* _INPUT MATERIAL_

┌──

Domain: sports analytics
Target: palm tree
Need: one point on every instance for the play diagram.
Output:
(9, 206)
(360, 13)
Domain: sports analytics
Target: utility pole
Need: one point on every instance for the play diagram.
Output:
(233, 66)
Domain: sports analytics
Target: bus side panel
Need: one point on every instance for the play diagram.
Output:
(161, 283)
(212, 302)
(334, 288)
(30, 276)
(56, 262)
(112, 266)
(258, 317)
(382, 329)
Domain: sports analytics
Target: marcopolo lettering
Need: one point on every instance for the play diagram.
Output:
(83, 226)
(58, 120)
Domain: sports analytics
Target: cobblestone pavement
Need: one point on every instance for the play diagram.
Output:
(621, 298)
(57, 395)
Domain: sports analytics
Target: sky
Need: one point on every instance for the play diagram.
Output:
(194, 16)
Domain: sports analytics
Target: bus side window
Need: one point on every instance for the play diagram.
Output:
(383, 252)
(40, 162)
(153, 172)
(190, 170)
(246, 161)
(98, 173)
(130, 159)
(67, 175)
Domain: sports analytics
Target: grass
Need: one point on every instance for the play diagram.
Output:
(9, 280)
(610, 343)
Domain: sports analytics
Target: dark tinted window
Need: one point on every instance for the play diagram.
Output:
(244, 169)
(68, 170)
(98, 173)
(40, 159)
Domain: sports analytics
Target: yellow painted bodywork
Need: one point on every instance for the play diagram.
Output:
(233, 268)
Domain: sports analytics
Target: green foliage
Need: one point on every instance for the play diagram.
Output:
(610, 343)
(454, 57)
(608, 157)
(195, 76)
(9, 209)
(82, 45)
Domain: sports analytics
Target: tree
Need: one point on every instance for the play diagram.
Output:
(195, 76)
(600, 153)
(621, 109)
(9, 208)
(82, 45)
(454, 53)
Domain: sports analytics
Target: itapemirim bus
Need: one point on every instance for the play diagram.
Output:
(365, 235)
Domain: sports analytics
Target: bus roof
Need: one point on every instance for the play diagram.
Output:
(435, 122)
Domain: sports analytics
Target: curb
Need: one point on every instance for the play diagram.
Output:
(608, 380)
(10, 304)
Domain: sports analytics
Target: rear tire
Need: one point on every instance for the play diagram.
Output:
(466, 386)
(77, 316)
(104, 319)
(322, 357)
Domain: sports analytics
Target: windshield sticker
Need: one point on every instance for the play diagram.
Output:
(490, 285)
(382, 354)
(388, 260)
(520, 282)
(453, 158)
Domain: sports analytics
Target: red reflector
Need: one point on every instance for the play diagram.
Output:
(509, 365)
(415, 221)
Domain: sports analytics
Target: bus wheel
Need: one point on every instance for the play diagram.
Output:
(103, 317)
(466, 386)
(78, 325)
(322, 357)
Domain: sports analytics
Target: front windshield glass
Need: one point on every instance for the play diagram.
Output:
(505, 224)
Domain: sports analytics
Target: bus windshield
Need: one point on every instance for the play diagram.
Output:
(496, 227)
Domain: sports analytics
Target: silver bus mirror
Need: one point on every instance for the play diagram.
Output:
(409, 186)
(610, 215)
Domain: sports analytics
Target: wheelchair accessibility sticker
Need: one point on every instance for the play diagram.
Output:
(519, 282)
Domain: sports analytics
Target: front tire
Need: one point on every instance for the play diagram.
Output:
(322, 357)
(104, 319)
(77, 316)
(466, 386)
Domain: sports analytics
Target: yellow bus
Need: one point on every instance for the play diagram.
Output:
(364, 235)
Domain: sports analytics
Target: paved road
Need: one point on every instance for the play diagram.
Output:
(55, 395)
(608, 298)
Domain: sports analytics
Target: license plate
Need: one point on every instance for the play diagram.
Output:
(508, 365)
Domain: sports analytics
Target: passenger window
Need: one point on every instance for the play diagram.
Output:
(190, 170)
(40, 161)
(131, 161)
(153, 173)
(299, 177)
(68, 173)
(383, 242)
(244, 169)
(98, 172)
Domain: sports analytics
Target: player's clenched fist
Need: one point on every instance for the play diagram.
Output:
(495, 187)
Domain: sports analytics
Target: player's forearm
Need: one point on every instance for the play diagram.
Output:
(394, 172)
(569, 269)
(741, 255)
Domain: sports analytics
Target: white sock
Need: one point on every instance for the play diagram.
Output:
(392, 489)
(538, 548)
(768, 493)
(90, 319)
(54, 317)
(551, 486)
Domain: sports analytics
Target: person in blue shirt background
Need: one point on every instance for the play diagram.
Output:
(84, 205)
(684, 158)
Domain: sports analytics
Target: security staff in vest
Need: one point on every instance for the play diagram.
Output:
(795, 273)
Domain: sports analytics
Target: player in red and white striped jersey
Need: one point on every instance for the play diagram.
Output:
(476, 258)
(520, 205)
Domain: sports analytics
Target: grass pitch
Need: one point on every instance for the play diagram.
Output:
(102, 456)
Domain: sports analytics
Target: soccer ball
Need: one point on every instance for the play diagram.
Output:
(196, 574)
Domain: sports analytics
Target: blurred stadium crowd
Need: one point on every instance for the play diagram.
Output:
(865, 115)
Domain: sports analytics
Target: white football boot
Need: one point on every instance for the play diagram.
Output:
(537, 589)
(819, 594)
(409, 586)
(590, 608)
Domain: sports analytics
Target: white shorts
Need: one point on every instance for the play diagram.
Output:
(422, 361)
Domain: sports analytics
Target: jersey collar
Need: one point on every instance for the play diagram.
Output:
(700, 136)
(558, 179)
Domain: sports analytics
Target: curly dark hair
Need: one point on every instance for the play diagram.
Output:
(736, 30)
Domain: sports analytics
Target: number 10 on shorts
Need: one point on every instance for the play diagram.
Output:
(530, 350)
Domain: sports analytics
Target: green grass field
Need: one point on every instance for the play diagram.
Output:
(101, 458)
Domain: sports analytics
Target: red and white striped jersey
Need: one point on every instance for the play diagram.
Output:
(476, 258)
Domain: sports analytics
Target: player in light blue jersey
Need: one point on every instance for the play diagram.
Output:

└──

* _TASK_
Which lines in the data above contain "dark"? Show each one.

* _SOLUTION FOR THIS TASK_
Target: dark tinted window
Target: curly dark hair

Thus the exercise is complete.